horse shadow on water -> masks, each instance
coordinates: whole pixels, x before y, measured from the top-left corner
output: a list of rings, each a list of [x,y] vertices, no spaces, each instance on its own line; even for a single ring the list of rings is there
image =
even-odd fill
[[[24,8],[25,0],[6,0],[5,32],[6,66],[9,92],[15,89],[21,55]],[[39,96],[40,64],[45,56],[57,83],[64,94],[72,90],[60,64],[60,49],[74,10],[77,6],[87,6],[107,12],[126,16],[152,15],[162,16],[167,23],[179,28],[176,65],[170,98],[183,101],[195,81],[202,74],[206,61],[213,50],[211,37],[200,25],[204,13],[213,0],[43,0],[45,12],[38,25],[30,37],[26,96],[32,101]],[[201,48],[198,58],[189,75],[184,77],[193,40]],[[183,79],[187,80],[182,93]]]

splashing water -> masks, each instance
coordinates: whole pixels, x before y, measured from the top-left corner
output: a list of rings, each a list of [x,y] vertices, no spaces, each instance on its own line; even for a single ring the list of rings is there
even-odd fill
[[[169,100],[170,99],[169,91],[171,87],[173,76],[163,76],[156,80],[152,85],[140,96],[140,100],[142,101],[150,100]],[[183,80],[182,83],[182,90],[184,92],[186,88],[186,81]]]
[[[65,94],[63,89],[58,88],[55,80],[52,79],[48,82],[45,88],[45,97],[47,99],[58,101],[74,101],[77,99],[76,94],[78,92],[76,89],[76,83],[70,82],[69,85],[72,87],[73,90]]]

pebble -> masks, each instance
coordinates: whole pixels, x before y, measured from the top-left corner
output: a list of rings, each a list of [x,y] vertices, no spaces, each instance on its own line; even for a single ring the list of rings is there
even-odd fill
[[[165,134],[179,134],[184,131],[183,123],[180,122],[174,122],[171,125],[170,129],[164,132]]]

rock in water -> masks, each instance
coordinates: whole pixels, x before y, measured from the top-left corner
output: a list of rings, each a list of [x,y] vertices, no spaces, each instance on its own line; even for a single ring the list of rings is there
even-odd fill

# # #

Reproduce all of the lines above, character for character, with nothing added or left out.

horse shadow on water -> masks, each instance
coordinates: whole pixels, x before y, measured from the top-left corner
output: a list of rings, each a list of [x,y] vertices, no spaces, each instance on its own line; even for a single ring the list of rings is there
image =
even-odd fill
[[[24,8],[25,0],[6,0],[5,32],[6,66],[9,92],[15,89],[21,55]],[[39,96],[40,64],[45,56],[57,83],[64,94],[72,90],[60,64],[60,49],[74,10],[77,6],[87,6],[107,12],[126,16],[152,15],[162,16],[167,23],[179,28],[176,65],[170,98],[183,101],[195,81],[202,74],[206,61],[213,50],[211,37],[200,25],[204,13],[213,0],[43,0],[45,12],[38,25],[30,37],[26,96],[32,101]],[[201,48],[198,58],[189,75],[184,77],[193,40]],[[183,79],[187,80],[182,93]]]

splashing water -> masks, each instance
coordinates: whole pixels, x before y, measured from the top-left corner
output: a list of rings, each a list of [x,y] vertices, no spaces, each instance on its own line; even for a single ring the list of rings is there
even-odd fill
[[[169,100],[170,99],[169,91],[171,87],[173,76],[163,76],[156,80],[152,85],[140,96],[140,100],[142,101],[150,100]],[[183,80],[182,83],[182,90],[184,92],[186,88],[186,81]]]
[[[65,94],[63,89],[58,88],[55,80],[52,79],[48,82],[45,88],[45,97],[47,99],[58,101],[74,101],[77,99],[76,94],[78,92],[76,89],[76,83],[70,82],[69,85],[72,87],[73,90]]]

pebble -> masks, each instance
coordinates: whole pixels, x before y, measured from the top-left corner
output: a list of rings, each a list of [x,y] vertices, no spaces, each instance on its own line; even for a single ring the list of rings is there
even-odd fill
[[[165,134],[179,134],[184,131],[183,123],[180,122],[174,122],[171,125],[170,129],[164,132]]]

rock in water -> masks, each instance
coordinates: whole pixels, x before y, measured from the top-left corner
output: a list of rings, each a list of [x,y] vertices, no spaces, each instance on its own line; even for a single ring the list of rings is there
even-odd fill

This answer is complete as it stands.